WRITTEN EXERCISE 1 ▸ Return everything in the post on film and digital photography from "Well-known member" down to "I shoot today.", both ends included, word for word.
WRITTEN EXERCISE 2 ▸ Please resize the bounding box coordinates in the data listing. Give everything from the listing's first line down to and including the line containing "[758,0,1000,283]", requests included. Multiply each answer coordinate by 0.65 and round it to a whole number, with halves rounding up. Leave the pictures out.

DOCUMENT TEXT ▸
* * *

Switching can be challenging, but just like your exposures, you'll want to slow down and do more thinking. I think you'll like that. The lack of tech is refreshing and there is beauty in simplicity, I find.

Have Fun,

Joel
 

darr

Well-known member
Shooting both, film and digital is where my photographic life lives. I honestly would not be happy without film. Many of us came up on film and never left it. Shooting aperture priority was how I learned how to shoot with my first SLR back in the late 70s and that is how I shoot today.

I was a commercial photographer during the film era shooting a lot of 4x5 product chromes and 120 portrait negatives. But, I would appreciate the digital workflow for commercial work as it is less stressful to shoot for example a special event and ‘chimp’ than to wait a week or more for the C-41 to come back.

For me it is similar to cooking; I enjoy cooking when I have the time. The process of crafting a delicious meal is rewarding on many levels and it tastes so much better than anything commercially made IMO. But, it takes preparation and knowledge of ingredients; best use of equipment, a little food science for health benefits, and the time to put it all together. I have a microwave that gets used mainly to reheat what I have cooked prior, but I love the convenience of my microwave.

We truly live in the best of times for photography!

* * *

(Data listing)
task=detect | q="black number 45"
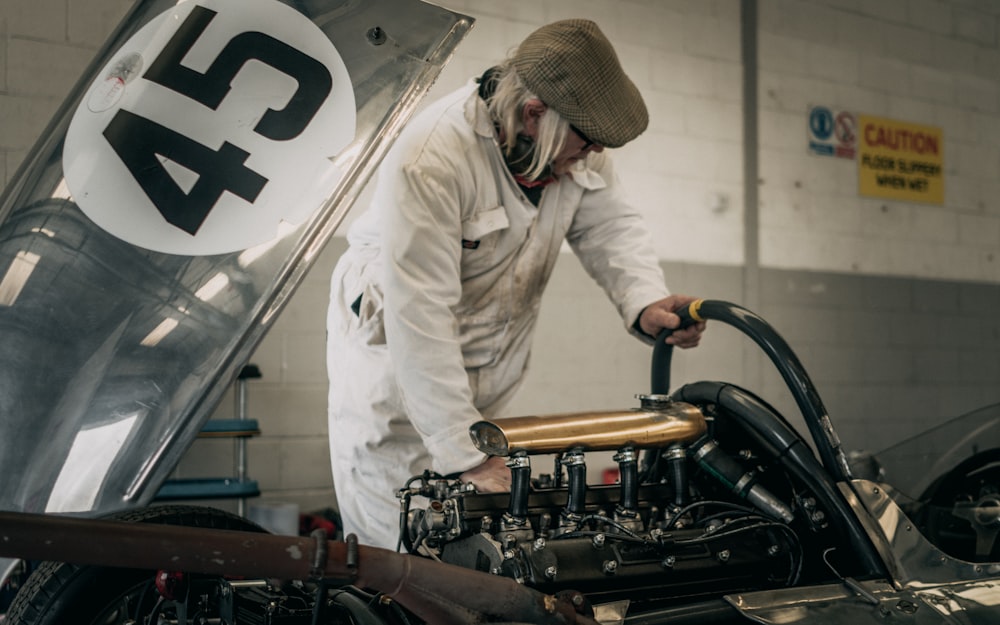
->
[104,6,333,235]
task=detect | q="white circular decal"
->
[63,0,356,256]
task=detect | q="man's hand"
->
[639,295,705,348]
[458,456,510,493]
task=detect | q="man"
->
[327,20,704,548]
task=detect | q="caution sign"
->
[858,115,944,204]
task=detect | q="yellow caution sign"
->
[858,115,944,204]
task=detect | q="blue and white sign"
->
[808,106,858,158]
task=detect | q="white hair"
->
[486,60,569,180]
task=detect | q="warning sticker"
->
[809,106,858,158]
[858,115,944,204]
[63,0,356,256]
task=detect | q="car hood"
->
[0,0,472,515]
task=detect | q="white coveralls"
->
[327,84,669,549]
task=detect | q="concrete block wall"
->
[0,0,1000,510]
[758,0,1000,284]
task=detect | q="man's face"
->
[522,100,604,175]
[552,128,604,174]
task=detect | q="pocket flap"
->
[462,206,510,241]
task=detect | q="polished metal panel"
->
[841,480,1000,596]
[726,582,960,625]
[469,402,707,456]
[0,0,472,514]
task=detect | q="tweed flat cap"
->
[512,19,649,148]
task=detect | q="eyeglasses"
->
[569,124,597,152]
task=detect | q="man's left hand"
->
[639,295,705,348]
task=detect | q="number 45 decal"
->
[103,6,333,235]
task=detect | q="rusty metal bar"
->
[0,512,597,625]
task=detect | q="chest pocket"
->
[456,206,510,368]
[462,206,510,244]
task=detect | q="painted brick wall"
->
[758,0,1000,283]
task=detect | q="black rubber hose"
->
[507,458,531,519]
[649,300,702,395]
[673,382,887,575]
[618,455,639,512]
[651,300,851,482]
[566,462,587,515]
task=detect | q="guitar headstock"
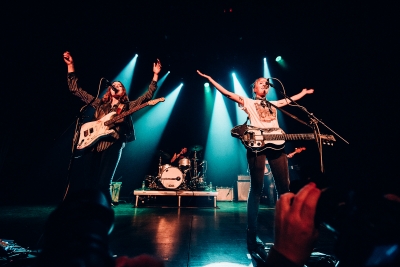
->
[147,97,165,106]
[294,147,306,153]
[320,134,336,146]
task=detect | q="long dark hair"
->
[102,81,129,103]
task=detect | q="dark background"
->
[0,0,399,203]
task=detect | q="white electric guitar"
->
[76,97,165,149]
[231,125,336,151]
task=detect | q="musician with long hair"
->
[63,51,161,204]
[197,71,314,261]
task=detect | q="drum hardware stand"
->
[192,151,197,178]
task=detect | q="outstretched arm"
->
[197,71,243,105]
[276,88,314,107]
[129,58,161,109]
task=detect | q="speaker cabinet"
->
[216,186,233,201]
[237,180,250,201]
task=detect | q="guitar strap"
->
[116,103,125,115]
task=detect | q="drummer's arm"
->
[171,153,180,163]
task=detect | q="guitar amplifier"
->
[237,180,250,201]
[215,186,233,201]
[238,174,250,181]
[110,182,122,203]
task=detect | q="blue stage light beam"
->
[113,54,138,95]
[154,71,171,98]
[204,91,245,186]
[118,84,183,186]
[263,58,278,100]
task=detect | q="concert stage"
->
[133,189,218,208]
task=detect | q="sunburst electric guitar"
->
[76,97,165,150]
[231,124,336,151]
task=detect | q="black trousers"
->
[70,141,124,204]
[247,149,289,231]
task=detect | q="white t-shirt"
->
[239,97,279,128]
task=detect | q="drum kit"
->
[145,145,208,190]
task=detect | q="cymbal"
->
[158,150,171,159]
[191,145,203,151]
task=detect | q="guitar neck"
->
[263,133,315,141]
[104,102,149,126]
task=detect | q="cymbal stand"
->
[193,151,197,178]
[157,156,161,177]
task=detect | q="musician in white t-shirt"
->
[197,71,314,260]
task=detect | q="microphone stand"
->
[265,92,349,173]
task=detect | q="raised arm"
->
[197,71,243,105]
[63,51,100,107]
[129,59,161,109]
[276,88,314,107]
[63,51,75,72]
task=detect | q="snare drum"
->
[179,158,190,170]
[160,164,183,189]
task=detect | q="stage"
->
[133,189,218,208]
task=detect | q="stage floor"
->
[0,202,334,267]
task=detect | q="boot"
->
[247,229,268,263]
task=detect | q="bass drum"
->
[179,158,190,171]
[160,165,183,189]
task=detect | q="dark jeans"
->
[70,141,123,204]
[247,149,289,231]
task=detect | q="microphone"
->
[104,79,118,93]
[266,78,274,87]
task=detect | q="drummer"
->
[171,147,187,166]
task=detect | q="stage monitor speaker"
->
[237,180,250,201]
[215,186,233,201]
[238,174,250,181]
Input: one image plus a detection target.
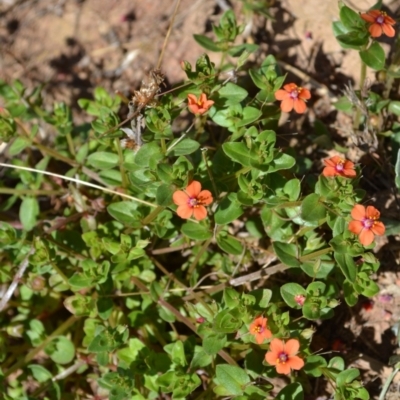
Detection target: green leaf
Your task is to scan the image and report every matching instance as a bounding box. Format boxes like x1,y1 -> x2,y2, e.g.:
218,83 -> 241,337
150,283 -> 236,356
181,221 -> 212,240
275,383 -> 304,400
304,356 -> 327,378
203,333 -> 227,355
87,151 -> 119,169
167,139 -> 200,157
340,6 -> 363,30
213,309 -> 243,333
388,101 -> 400,116
301,193 -> 327,222
336,368 -> 360,387
44,336 -> 75,365
215,193 -> 243,225
135,142 -> 164,168
360,42 -> 386,71
222,142 -> 250,167
193,35 -> 221,52
156,184 -> 174,207
217,232 -> 243,256
68,272 -> 93,291
28,364 -> 53,383
19,197 -> 39,231
334,251 -> 357,283
281,283 -> 307,308
218,82 -> 248,106
272,242 -> 300,267
216,364 -> 250,396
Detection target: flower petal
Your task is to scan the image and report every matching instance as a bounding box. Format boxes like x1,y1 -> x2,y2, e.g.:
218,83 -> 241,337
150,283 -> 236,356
360,12 -> 376,24
348,221 -> 364,235
269,339 -> 285,358
188,94 -> 197,105
286,356 -> 304,369
193,206 -> 207,221
276,362 -> 290,375
265,351 -> 278,365
365,206 -> 381,219
283,83 -> 298,93
172,190 -> 189,206
382,23 -> 396,37
285,339 -> 300,357
176,204 -> 193,219
299,88 -> 311,100
358,229 -> 375,246
256,333 -> 265,344
185,181 -> 201,198
368,24 -> 382,37
293,99 -> 307,114
275,89 -> 289,100
351,204 -> 365,221
197,190 -> 213,206
281,97 -> 293,112
371,221 -> 386,236
342,169 -> 357,178
188,104 -> 201,114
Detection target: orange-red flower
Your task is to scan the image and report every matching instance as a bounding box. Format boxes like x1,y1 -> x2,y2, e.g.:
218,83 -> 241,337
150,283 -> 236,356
322,156 -> 357,178
172,181 -> 213,221
360,10 -> 396,37
349,204 -> 385,246
188,93 -> 214,114
294,294 -> 306,307
249,317 -> 272,344
265,339 -> 304,375
275,83 -> 311,114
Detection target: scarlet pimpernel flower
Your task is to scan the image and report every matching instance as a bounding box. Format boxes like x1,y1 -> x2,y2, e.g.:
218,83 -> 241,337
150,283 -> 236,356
188,93 -> 214,115
360,10 -> 396,37
172,181 -> 213,221
265,339 -> 304,375
349,204 -> 385,246
249,317 -> 272,344
322,156 -> 357,178
275,83 -> 311,114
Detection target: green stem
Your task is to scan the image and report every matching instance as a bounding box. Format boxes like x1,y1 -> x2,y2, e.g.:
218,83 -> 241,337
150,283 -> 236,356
115,139 -> 129,188
353,57 -> 367,130
0,188 -> 66,196
65,133 -> 76,158
378,367 -> 400,400
4,315 -> 80,378
160,139 -> 167,155
142,206 -> 165,226
201,149 -> 219,197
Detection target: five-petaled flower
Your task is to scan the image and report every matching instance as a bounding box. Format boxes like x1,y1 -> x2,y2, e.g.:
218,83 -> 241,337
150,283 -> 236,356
349,204 -> 385,246
249,317 -> 272,344
294,294 -> 306,307
275,83 -> 311,114
188,93 -> 214,115
322,156 -> 357,178
172,181 -> 213,221
265,339 -> 304,375
360,10 -> 396,37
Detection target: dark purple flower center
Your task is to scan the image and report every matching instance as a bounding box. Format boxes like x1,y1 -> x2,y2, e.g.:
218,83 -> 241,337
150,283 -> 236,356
278,351 -> 289,364
188,197 -> 199,208
362,218 -> 375,229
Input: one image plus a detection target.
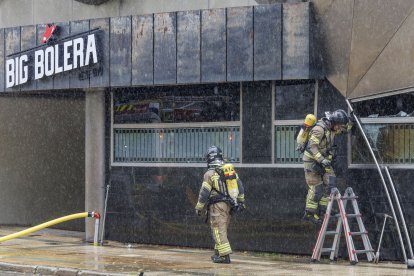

* * *

WORKED SOLUTION 1 ▸
Well-known member
Shooting both, film and digital is where my photographic life lives. I honestly would not be happy without film. Many of us came up on film and never left it. Shooting aperture priority was how I learned how to shoot with my first SLR back in the late 70s and that is how I shoot today.

WORKED SOLUTION 2 ▸
task=detect | q="black number 45"
->
[68,4,216,153]
task=detect | q="white circular decal"
->
[41,0,231,166]
task=detect | q="man's hand"
->
[415,192,458,226]
[298,296,332,320]
task=detect | q="man"
->
[213,13,458,356]
task=detect | q="caution sign"
->
[558,75,614,133]
task=detect | q="yellow caution sign"
->
[558,75,614,133]
task=detect | q="blue and white sign"
->
[525,69,558,103]
task=detect | q="white hair"
->
[316,39,370,117]
task=detect | q="warning sticker"
->
[526,69,558,103]
[558,75,614,133]
[41,0,231,166]
task=detect | q="car hood"
->
[0,0,307,335]
task=detect | q="white coveralls"
->
[213,55,435,357]
task=detect | q="concrete block wall"
->
[0,0,650,332]
[493,0,650,185]
task=detect | q="man's face"
->
[339,65,393,114]
[359,83,393,113]
task=detect | q="pocket flap"
->
[300,134,332,157]
task=detect | q="polished metal panel"
->
[547,312,650,387]
[472,378,624,406]
[305,261,460,296]
[0,0,307,334]
task=detect | q="tweed flat cap"
->
[333,12,422,96]
task=detect | q="eyeglasses"
->
[370,81,388,99]
task=detect | q="man's left hand"
->
[415,192,458,226]
task=detect | q="number 45 decal"
->
[67,4,216,153]
task=detect | q="rusty metal bar"
->
[0,333,388,406]
task=detect | q="chest pocket"
->
[296,134,332,239]
[300,134,332,159]
task=detect | q="painted brick wall"
->
[493,0,650,184]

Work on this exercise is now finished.